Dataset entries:
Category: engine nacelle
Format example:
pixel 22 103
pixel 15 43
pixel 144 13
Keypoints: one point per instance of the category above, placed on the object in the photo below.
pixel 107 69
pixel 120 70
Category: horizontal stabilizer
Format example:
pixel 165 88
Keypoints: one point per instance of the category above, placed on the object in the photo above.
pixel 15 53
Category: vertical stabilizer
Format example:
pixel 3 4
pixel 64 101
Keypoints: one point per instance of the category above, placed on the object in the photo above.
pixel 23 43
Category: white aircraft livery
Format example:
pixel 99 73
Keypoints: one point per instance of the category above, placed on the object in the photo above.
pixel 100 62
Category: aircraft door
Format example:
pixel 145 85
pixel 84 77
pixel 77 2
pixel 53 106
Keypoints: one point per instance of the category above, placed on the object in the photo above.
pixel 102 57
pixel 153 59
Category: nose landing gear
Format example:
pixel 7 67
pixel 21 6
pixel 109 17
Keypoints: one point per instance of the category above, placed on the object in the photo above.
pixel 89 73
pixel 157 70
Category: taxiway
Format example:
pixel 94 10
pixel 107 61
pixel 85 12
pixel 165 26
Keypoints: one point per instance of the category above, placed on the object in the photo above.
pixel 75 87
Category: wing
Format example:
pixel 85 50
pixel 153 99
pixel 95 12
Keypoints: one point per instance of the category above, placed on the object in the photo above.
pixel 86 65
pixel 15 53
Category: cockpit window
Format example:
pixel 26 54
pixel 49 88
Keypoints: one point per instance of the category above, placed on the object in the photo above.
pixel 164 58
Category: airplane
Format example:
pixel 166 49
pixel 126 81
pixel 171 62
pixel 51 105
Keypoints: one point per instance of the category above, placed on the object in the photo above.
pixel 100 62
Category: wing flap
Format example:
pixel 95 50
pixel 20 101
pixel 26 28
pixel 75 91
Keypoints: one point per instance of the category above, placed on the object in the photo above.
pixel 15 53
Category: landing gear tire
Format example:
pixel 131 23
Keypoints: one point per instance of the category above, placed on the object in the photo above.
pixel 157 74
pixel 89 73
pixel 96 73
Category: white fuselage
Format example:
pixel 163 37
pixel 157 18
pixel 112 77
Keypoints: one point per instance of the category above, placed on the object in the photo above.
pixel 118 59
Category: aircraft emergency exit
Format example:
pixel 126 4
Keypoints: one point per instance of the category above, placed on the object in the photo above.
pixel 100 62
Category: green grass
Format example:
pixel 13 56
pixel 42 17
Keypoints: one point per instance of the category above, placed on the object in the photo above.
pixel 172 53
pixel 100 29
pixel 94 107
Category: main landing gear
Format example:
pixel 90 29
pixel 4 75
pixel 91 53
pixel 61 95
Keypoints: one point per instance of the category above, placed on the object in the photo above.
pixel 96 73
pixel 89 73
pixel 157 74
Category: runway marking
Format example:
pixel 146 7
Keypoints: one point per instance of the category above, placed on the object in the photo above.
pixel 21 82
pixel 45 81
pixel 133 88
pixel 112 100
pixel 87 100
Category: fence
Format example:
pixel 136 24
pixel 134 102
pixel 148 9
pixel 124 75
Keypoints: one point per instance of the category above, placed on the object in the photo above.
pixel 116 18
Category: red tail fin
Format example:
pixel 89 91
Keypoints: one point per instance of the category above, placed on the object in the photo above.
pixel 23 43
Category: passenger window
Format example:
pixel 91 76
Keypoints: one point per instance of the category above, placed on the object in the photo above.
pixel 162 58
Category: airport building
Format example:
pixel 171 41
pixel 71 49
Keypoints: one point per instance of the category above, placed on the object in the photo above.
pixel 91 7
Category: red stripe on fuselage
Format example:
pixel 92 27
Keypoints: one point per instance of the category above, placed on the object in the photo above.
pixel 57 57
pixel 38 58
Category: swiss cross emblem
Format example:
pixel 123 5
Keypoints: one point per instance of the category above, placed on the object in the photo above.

▸ **WHAT YOU WILL DO**
Go through the entries and repeat each one exactly.

▸ **RESULT FOR THIS EXERCISE**
Category: engine nacelle
Format example:
pixel 22 103
pixel 15 43
pixel 144 13
Keypoints: one point per instance of the category above, placed on the object in the photo below.
pixel 107 69
pixel 120 70
Category: horizontal stabilizer
Format example:
pixel 165 88
Keypoints: one point per instance of the category above, placed on the object in the photo above.
pixel 15 53
Category: vertical stabilizer
Format example:
pixel 3 4
pixel 64 101
Keypoints: one point per instance of the category above, placed on the object in the photo above.
pixel 23 43
Category: white aircraft livery
Format example:
pixel 99 73
Keypoints: one point per instance of the category above, placed on the object in the photo above.
pixel 100 62
Category: aircraft door
Format example:
pixel 145 85
pixel 84 77
pixel 77 2
pixel 53 106
Keypoints: one point per instance of the category above, placed on the object in the photo above.
pixel 102 57
pixel 153 59
Category: nose landing gear
Format example:
pixel 7 67
pixel 21 6
pixel 109 17
Keypoints: one point per instance of the category above, placed on the object in the photo above.
pixel 89 73
pixel 157 70
Category: taxiway
Format example:
pixel 94 10
pixel 107 61
pixel 85 12
pixel 165 26
Keypoints: one point per instance of the category above, placed on the object in the photo above.
pixel 75 87
Category: wing
Format example:
pixel 85 50
pixel 153 99
pixel 95 12
Keypoints: one point per instance of the category above, placed on the object in the photo above.
pixel 86 65
pixel 15 53
Category: cockpit window
Format example:
pixel 26 54
pixel 49 88
Keypoints: one point per instance of the category above, placed on the object in the photo above.
pixel 164 58
Category: airplane
Format example:
pixel 166 49
pixel 126 81
pixel 171 62
pixel 51 105
Keypoints: one point per instance of the category above, placed on the object in the photo above.
pixel 100 62
Category: wing flap
Format example:
pixel 95 50
pixel 20 101
pixel 26 28
pixel 75 91
Keypoints: one point per instance of the category above, placed on the object in the photo above.
pixel 15 53
Category: landing gear tire
Format example:
pixel 131 23
Keypoints: one point per instance of the category above, placed on the object in the photo above.
pixel 157 74
pixel 89 73
pixel 96 73
Category: white fuselage
Format example:
pixel 163 37
pixel 157 18
pixel 112 77
Keypoints: one point per instance of the category above, placed on the object in the photo above.
pixel 118 59
Category: aircraft emergency exit
Format example:
pixel 126 4
Keypoints: one point per instance of the category above, placed on the object in the photo above.
pixel 100 62
Category: green grass
Format example:
pixel 13 56
pixel 42 17
Keypoints: one point per instance of the category above, placed on the object in the photo above.
pixel 172 53
pixel 100 29
pixel 94 107
Category: main landing gear
Format example:
pixel 90 29
pixel 4 75
pixel 91 53
pixel 61 95
Keypoints: one point per instance of the category above, placed on the object in the photo above.
pixel 96 73
pixel 89 73
pixel 157 74
Category: runway marking
Format example:
pixel 146 7
Keypoints: one point per instance of the category above, placed on the object in the photo above.
pixel 21 82
pixel 45 81
pixel 133 88
pixel 112 100
pixel 87 100
Category: fence
Format example:
pixel 136 24
pixel 134 102
pixel 148 9
pixel 124 75
Keypoints: one point per instance of the category above, placed on the object in the photo above.
pixel 116 18
Category: red tail fin
Format example:
pixel 89 91
Keypoints: one point per instance of the category above, placed on the object in the photo above.
pixel 23 43
Category: passenger window
Format example:
pixel 91 76
Keypoints: one point per instance of the category above, placed on the object in the photo above.
pixel 162 58
Category: airport building
Format example:
pixel 171 41
pixel 71 49
Keypoints: one point per instance of the category above, placed on the object in the photo above.
pixel 91 7
Category: red stripe on fuselage
Format example:
pixel 92 27
Keypoints: one point per instance of the category above, placed on the object in the photo above.
pixel 57 57
pixel 38 58
Category: swiss cross emblem
Format example:
pixel 123 5
Keypoints: one point per instance of the category above, placed on the object in the photo above.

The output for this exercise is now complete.